(Request):
Reproduce the items word for word, from their opening line through the line containing "68 143 L 37", with both of those lines included.

★ ★ ★ ★ ★ ★ ★

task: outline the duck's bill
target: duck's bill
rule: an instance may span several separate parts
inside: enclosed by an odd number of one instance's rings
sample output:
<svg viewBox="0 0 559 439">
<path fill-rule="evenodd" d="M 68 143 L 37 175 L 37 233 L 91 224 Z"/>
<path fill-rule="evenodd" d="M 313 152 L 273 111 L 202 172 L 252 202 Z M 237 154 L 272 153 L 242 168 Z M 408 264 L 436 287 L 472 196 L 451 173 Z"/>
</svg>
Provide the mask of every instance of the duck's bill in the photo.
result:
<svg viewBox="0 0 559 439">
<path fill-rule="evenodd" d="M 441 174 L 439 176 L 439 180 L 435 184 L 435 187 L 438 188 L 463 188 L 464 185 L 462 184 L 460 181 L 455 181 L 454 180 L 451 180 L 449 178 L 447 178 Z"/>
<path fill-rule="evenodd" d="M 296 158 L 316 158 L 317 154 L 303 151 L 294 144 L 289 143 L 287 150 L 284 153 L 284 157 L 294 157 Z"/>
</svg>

★ ★ ★ ★ ★ ★ ★

(Complete output):
task: outline the duck's bill
target: duck's bill
rule: an instance may span several separate parts
inside: enclosed by an odd number of one instance's rings
sample output:
<svg viewBox="0 0 559 439">
<path fill-rule="evenodd" d="M 68 143 L 37 175 L 37 233 L 91 224 Z"/>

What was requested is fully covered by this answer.